■ **Exercise goal**: Tally the lines of the entries below that contain the string "corrugated", matching case exactly. Reply with the number alone.

■ **Records supplied**:
_ _ _

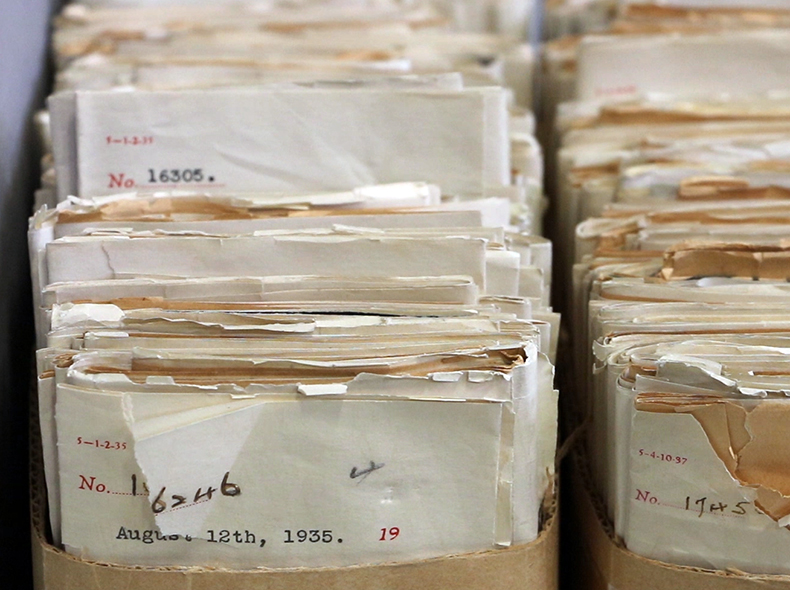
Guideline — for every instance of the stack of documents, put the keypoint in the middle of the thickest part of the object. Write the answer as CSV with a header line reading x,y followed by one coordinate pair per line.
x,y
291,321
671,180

_ _ _

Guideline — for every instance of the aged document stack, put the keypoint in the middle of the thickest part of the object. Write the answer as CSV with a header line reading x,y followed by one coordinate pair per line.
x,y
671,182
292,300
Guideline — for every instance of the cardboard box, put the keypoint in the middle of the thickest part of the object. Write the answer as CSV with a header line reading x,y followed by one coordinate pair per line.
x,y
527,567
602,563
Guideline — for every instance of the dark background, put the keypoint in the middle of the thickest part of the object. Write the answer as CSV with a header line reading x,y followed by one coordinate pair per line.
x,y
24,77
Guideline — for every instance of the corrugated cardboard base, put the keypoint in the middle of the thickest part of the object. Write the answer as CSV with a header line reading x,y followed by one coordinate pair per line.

_ _ _

■ **Finished exercise**: 1